PAGE EXCERPT -
# RockSplicer



## KennMacMoragh (Sep 16, 2008)

Does anyone use these? They seem like a great idea, but I've never seen them used.


----------



## Big Shoe (Jun 16, 2008)

Nobody I know uses any of those systems. I've done that same thing years ago when making repairs on ceilings with bad trusses.

If I'd been think'n I would have put a patent on that and been a kazillionaire by now.:w00t:


----------



## Greg Di (Mar 12, 2005)

www.butttaper.com

You just need the tool on the truck.


----------



## KennMacMoragh (Sep 16, 2008)

Cool tool. I don't think they have a patent on the RockSplicer do they? Seems too obvious of a thing for a patent. 

I brought this up because I saw Myron Ferguson use these at his show. He claims they cut down on the mud and tape labor because you don't get a bulge in the seams caused from butting over studs or joists. He says if someone hung all the drywall without using these and wanted him to mud and tape over it, then he would add more to his price per square foot on his bid.

Another advantage I was thinking of, would be on remodels. Whenever you have to tear out a section of drywall that has to be replaced later. Typically you bang a hole in the wall, stick your tape in to find the closest stud, locate the center of it, put your level on the wall and scribe a plumb line, then cut out with your sawzall. Then the new drywall splits on your existing stud. The problem with that is, sometimes the stud isn't plumb, so your cut ends up being off which causes problems. And when you cut, you end up cutting through a bunch of screws holding on the old sheet, which is a pain. 

But if you used these RockSplicers, you can cut the old sheetrock between the studs instead of right on them. It seems to me you would save a lot of time, and you would help eliminate the bulge caused by splicing on a stud. Which would save on some mudding, it should give you a straighter wall too.


----------



## TimelessQuality (Sep 23, 2007)

I tried my own homemade ones on my last job... I like them:thumbup:

Less cuts and less waste on the rock... very flat wall


----------



## KennMacMoragh (Sep 16, 2008)

I thought of using some homemade ones too, buy a sheet of OSB and rip it down into strips. But you wouldn't have the thick edges like the RockSplicers do, that's what sucks in the seams giving you room for mud and tape. Plus part of the idea is you save time, you probably wouldn't be saving time if you had to make them yourself.


----------

EXCERPTED RECORDS -
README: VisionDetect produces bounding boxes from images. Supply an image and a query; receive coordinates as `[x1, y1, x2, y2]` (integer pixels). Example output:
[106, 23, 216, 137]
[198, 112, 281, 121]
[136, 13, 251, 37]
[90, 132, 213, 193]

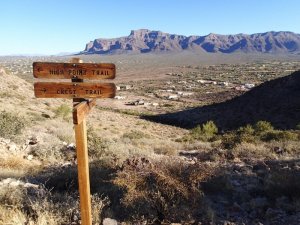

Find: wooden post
[71, 58, 92, 225]
[74, 116, 92, 225]
[32, 58, 116, 225]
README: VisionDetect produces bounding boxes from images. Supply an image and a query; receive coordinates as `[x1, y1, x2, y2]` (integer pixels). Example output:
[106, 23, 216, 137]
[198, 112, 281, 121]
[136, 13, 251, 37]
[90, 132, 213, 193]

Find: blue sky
[0, 0, 300, 55]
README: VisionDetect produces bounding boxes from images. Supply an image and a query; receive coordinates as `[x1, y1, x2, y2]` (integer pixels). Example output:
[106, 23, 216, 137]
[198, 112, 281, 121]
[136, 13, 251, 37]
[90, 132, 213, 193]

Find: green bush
[189, 121, 218, 141]
[87, 127, 107, 158]
[254, 121, 274, 135]
[237, 124, 256, 143]
[0, 111, 25, 138]
[123, 130, 149, 140]
[261, 130, 298, 141]
[54, 104, 72, 121]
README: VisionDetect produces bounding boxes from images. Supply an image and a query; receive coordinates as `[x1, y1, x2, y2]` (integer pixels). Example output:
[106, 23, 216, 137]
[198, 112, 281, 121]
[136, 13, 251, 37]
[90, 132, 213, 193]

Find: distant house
[117, 84, 132, 91]
[168, 95, 178, 100]
[244, 83, 255, 89]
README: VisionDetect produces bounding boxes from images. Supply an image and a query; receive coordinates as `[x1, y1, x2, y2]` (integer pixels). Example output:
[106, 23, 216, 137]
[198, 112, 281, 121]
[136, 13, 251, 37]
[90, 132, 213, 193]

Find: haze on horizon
[0, 0, 300, 55]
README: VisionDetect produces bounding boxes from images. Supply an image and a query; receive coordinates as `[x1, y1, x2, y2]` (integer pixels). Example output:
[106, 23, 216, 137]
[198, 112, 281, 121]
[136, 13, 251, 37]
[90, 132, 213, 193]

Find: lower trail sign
[33, 58, 116, 225]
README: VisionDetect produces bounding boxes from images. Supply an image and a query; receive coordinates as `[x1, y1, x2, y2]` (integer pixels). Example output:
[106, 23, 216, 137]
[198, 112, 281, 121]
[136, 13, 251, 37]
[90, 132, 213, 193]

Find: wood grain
[32, 62, 116, 80]
[73, 99, 96, 124]
[74, 117, 92, 225]
[34, 82, 116, 98]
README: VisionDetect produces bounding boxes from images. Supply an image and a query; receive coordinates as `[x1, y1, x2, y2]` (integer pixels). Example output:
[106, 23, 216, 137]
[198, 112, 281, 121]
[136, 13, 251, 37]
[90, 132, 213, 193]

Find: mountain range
[81, 29, 300, 55]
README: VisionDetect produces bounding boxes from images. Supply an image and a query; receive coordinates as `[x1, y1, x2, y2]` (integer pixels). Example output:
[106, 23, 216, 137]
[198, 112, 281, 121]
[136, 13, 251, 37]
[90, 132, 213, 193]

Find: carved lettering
[56, 89, 76, 95]
[85, 89, 102, 95]
[92, 70, 109, 76]
[49, 69, 64, 75]
[68, 70, 86, 76]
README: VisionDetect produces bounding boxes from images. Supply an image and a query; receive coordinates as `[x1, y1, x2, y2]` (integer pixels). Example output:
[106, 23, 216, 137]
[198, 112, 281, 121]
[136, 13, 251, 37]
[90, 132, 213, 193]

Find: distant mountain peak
[82, 29, 300, 54]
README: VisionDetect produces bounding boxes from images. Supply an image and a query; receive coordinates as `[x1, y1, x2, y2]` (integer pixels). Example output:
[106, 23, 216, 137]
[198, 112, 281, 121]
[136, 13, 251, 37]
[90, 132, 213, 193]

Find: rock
[265, 208, 286, 220]
[273, 147, 284, 155]
[27, 155, 33, 161]
[0, 138, 10, 145]
[102, 218, 118, 225]
[42, 113, 51, 119]
[8, 143, 17, 152]
[28, 137, 38, 145]
[67, 143, 76, 150]
[250, 197, 268, 209]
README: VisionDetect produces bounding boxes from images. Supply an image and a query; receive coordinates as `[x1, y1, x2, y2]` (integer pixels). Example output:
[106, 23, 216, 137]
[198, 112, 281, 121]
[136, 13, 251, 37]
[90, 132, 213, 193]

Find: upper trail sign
[33, 58, 116, 225]
[33, 62, 116, 80]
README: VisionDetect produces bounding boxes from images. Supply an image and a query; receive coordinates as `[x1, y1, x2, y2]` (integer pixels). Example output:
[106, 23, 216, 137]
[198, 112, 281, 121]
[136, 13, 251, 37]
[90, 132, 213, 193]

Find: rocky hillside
[148, 71, 300, 130]
[81, 29, 300, 54]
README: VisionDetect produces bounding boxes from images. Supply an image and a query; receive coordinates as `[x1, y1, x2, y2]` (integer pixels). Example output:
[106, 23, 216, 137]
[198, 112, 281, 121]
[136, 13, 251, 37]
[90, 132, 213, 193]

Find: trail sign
[33, 62, 116, 80]
[34, 82, 116, 98]
[33, 58, 116, 225]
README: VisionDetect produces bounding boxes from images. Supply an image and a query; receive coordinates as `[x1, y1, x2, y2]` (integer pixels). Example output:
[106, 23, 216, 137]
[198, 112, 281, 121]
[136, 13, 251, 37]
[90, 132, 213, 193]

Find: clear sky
[0, 0, 300, 55]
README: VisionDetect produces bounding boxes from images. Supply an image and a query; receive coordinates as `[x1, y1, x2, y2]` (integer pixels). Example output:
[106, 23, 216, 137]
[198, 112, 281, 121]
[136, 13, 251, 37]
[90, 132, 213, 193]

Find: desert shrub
[188, 121, 218, 141]
[154, 145, 177, 155]
[114, 158, 213, 222]
[123, 130, 149, 140]
[0, 111, 25, 138]
[222, 121, 299, 149]
[254, 121, 274, 135]
[261, 130, 298, 141]
[237, 124, 256, 143]
[54, 104, 72, 121]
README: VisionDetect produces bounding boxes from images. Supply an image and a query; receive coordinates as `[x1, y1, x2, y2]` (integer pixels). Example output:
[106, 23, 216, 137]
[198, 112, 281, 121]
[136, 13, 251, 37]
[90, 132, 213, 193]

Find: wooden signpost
[33, 58, 116, 225]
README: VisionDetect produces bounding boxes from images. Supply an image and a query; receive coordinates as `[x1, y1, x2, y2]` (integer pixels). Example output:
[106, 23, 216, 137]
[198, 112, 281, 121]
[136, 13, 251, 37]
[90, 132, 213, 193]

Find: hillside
[149, 71, 300, 130]
[81, 29, 300, 54]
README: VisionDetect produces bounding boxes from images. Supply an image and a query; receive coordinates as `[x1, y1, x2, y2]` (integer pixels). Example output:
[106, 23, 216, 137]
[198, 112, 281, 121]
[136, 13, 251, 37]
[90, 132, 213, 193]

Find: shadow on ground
[143, 71, 300, 130]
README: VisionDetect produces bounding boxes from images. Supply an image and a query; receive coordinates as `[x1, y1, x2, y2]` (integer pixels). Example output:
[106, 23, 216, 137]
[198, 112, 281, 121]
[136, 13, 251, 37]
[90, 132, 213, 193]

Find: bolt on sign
[33, 58, 116, 225]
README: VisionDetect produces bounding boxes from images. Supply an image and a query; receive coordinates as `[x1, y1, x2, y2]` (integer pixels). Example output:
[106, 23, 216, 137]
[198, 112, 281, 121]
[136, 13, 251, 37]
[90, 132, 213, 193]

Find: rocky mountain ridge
[81, 29, 300, 54]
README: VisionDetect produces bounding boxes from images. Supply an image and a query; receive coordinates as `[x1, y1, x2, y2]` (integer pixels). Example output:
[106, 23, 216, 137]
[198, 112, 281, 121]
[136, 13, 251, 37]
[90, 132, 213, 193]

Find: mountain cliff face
[82, 29, 300, 54]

REQUIRED TASK - In the RockSplicer thread, what does Myron Ferguson say he would do if someone hung all the drywall without these and wanted him to mud and tape over it? The items are separate material, unrelated to the RockSplicer thread.

TASK RESULT - He would add more to his price per square foot on his bid.